About this exercise: In full and without alteration, return the records below.

(Saved entries)
= Beginning of Section =

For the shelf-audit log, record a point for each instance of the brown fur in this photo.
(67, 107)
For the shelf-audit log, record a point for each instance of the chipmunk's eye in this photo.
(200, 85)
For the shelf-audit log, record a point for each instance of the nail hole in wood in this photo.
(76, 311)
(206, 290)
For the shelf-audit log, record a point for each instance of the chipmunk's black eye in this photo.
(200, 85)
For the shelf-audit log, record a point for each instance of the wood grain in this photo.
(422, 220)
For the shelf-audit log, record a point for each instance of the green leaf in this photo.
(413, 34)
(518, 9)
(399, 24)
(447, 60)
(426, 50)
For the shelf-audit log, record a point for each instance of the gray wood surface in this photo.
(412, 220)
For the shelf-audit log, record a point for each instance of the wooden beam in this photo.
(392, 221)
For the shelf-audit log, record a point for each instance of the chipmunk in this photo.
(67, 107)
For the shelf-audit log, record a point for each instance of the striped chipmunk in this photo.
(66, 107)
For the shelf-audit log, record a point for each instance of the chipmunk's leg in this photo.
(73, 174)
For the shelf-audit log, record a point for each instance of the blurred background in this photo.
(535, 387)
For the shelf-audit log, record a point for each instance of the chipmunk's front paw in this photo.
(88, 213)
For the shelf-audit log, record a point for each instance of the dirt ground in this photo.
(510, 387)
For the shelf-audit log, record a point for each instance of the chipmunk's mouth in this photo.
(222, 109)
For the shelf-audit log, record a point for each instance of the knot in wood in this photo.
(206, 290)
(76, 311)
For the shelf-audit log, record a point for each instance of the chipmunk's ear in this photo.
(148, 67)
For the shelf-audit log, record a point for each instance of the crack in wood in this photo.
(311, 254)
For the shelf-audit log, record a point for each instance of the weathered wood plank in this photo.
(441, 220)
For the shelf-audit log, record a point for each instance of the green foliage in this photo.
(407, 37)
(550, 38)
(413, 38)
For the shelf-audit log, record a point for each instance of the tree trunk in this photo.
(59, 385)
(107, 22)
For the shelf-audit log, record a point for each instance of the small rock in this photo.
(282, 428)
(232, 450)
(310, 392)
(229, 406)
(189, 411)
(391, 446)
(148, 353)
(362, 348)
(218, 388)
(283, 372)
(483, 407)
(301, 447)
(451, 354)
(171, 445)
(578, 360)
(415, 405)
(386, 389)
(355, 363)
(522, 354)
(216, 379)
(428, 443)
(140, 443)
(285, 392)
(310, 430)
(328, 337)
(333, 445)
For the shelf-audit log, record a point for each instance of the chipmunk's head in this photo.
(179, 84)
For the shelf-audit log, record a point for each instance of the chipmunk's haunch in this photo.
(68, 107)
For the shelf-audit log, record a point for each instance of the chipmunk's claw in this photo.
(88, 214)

= End of Section =

Exercise solution:
For the shelf-audit log, record a point for each instance of the brown fur in this photo.
(67, 107)
For the shelf-audit log, record a point for each instance of the chipmunk's eye in this photo.
(200, 85)
For the shelf-audit log, record a point for each instance of the nail hole in wood in this photo.
(76, 311)
(206, 290)
For the shelf-audit log, record a point for each instance of the chipmunk's black eye in this photo.
(200, 85)
For the shelf-audit log, record a point for each instance of the wood grain in this photo.
(422, 220)
For the shelf-audit log, record a point for each instance of the green leaf in this photo.
(413, 34)
(518, 9)
(399, 24)
(447, 60)
(426, 50)
For the shelf-audit log, record a point for each instance of the gray wood surface in this photo.
(412, 220)
For the shelf-audit log, record a point for each instance of the wooden beam in this photo.
(392, 221)
For the shelf-audit log, record a point for each instance of the chipmunk in this photo.
(67, 107)
For the shelf-audit log, record a point for each instance of the striped chipmunk in this photo.
(66, 107)
For the shelf-audit log, record a point for each instance of the chipmunk's leg in this photo.
(73, 174)
For the shelf-audit log, record a point for each instance of the blurred background in this photo.
(535, 387)
For the shelf-audit log, record a point for each instance of the chipmunk's front paw in this photo.
(88, 213)
For the shelf-audit log, record a point for each instance of the dirt ground in this photo.
(510, 387)
For the shelf-audit log, record a point for each instance of the chipmunk's mouth in this photo.
(222, 109)
For the shelf-audit log, record a point for each instance of the knot in wood in this photo.
(206, 290)
(76, 311)
For the shelf-audit log, record a point for each instance of the chipmunk's ear in this photo.
(148, 67)
For the shelf-audit log, record a point for each instance of the crack in wood in this photo.
(311, 254)
For the shelf-audit log, record a point for each instance of the weathered wood plank in this photo.
(441, 220)
For the shelf-audit log, record a point for each instance of the green foliage in this photo.
(407, 37)
(550, 38)
(413, 38)
For the shelf-audit log, record a point for each instance of the tree trunk in this photo.
(59, 385)
(107, 22)
For the shelf-audit log, record a point for each instance of the small rock in this photo.
(282, 428)
(232, 450)
(310, 392)
(229, 406)
(189, 411)
(391, 446)
(148, 353)
(362, 348)
(218, 388)
(283, 372)
(483, 407)
(301, 447)
(451, 354)
(171, 445)
(578, 360)
(415, 405)
(386, 389)
(355, 363)
(522, 354)
(216, 379)
(428, 443)
(140, 443)
(285, 392)
(310, 430)
(328, 337)
(333, 445)
For the shelf-audit log, record a point for each instance of the chipmunk's head in this photo.
(179, 84)
For the shelf-audit log, record a point for each instance of the chipmunk's haunch in this photo.
(68, 107)
For the shelf-audit log, record a point for each instance of the chipmunk's claw in this photo.
(88, 214)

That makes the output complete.